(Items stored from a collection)
+ + + + +

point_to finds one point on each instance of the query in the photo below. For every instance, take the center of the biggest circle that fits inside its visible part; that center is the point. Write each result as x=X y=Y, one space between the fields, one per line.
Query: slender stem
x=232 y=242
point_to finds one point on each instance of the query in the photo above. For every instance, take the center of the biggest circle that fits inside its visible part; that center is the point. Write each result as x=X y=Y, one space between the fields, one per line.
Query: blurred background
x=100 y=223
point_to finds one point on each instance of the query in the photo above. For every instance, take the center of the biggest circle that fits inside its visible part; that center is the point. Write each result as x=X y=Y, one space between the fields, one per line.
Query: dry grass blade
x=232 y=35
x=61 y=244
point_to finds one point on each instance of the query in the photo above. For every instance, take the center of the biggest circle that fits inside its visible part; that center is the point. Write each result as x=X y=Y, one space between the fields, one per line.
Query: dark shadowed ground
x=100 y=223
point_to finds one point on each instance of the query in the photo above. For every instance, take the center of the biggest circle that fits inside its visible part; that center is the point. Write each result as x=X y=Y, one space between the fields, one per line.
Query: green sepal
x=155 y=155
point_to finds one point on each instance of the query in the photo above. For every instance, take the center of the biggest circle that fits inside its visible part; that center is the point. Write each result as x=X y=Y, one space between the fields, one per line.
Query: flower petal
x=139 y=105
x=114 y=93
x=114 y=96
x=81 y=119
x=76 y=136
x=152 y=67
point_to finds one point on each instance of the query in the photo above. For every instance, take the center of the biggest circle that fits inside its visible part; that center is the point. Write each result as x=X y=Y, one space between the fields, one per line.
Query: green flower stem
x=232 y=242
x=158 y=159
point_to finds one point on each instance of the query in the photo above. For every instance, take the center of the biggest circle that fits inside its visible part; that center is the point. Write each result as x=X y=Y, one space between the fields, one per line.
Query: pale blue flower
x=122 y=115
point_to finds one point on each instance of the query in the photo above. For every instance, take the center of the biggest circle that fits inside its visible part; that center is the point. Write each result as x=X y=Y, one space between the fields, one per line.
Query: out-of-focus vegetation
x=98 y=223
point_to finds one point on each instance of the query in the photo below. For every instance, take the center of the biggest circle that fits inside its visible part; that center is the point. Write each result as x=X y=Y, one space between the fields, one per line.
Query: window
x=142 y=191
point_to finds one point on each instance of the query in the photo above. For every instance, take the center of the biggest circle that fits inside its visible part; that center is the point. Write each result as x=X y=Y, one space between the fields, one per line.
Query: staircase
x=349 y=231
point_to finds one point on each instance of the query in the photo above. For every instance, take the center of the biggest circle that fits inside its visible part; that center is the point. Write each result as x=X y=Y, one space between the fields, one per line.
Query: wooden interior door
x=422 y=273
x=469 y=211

+ + + + +

The request. Copy all of the data above line for line, with no changes to wording, spacing, or order.

Answer for the task.
point_to finds one point on each instance of the query in the photo below. For every instance, take the center of the biggest circle that fits inside its visible part; that center is the point. Write each result as x=X y=Y, one space between the fields, one per line.
Query: slender stem
x=232 y=242
point_to finds one point on each instance of the query in the photo above. For every instance, take the center of the biggest circle that fits inside its visible part; that center is the point. Write each result as x=X y=Y, one space between the fields, one per line.
Query: blurred background
x=100 y=223
point_to finds one point on each instance of the query in the photo above. For every instance, take the center of the biggest circle that fits inside its visible part; that center is the point. Write each result as x=X y=Y, one space between the fields, one per line.
Query: dry grass blade
x=232 y=35
x=61 y=244
point_to finds one point on each instance of the query in the photo above. For every instance, take the center of the biggest circle that fits inside its visible part; that center is the point. Write each result as x=X y=Y, one space between the fields, one per line.
Query: dark shadowed ground
x=100 y=223
point_to finds one point on each instance of the query in the photo above. For every instance, take the center of the biggest circle that fits inside its visible part; that center is the point. Write each result as x=X y=Y, one space between the fields, one per line.
Query: green sepal
x=155 y=155
point_to finds one point on each instance of the query in the photo above. For every instance, take the center of the biggest circle that fits inside its visible part; that center is the point. Write each result as x=X y=Y, one space between the fields, one per line.
Query: flower petal
x=139 y=105
x=114 y=93
x=114 y=96
x=81 y=119
x=76 y=136
x=152 y=67
point_to finds one point on each instance of the query in the photo above. For every instance, take the center of the biggest circle that fits inside its visible part; that center is the point. Write each result as x=X y=Y, one space between the fields, one per line.
Query: green flower stem
x=232 y=242
x=158 y=159
point_to finds one point on each instance of the query in the photo above. For every instance, take the center of the biggest circle that fits inside its visible part; that center is the point. Write each result as x=X y=Y, one space between the fields, one per line.
Query: pale blue flower
x=122 y=115
point_to finds one point on each instance of the query in the photo above. For every instance, take the center of the biggest circle that fits inside its visible part; that center is the point. Write each result as x=X y=Y, one space between the fields, one per line.
Query: out-of-focus vegetation
x=98 y=223
point_to finds one point on each instance of the query in the photo below. For every instance, take the center of the biggest circle that fits inside its visible part; that center is the point. Write each result as x=X y=Y, one space between the fields, one per line.
Query: window
x=142 y=191
point_to finds one point on each instance of the query in the photo above. For every instance, take the center of the biggest circle that fits inside its visible part; that center is the point. Write each result as x=X y=Y, one space between the fields, one per line.
Query: staircase
x=349 y=231
point_to finds one point on each instance of the query in the photo above. For every instance, take the center of the biggest circle that fits inside its visible part; that center is the point. Write each result as x=X y=Y, one space between the fields, one per line.
Query: wooden interior door
x=422 y=273
x=469 y=211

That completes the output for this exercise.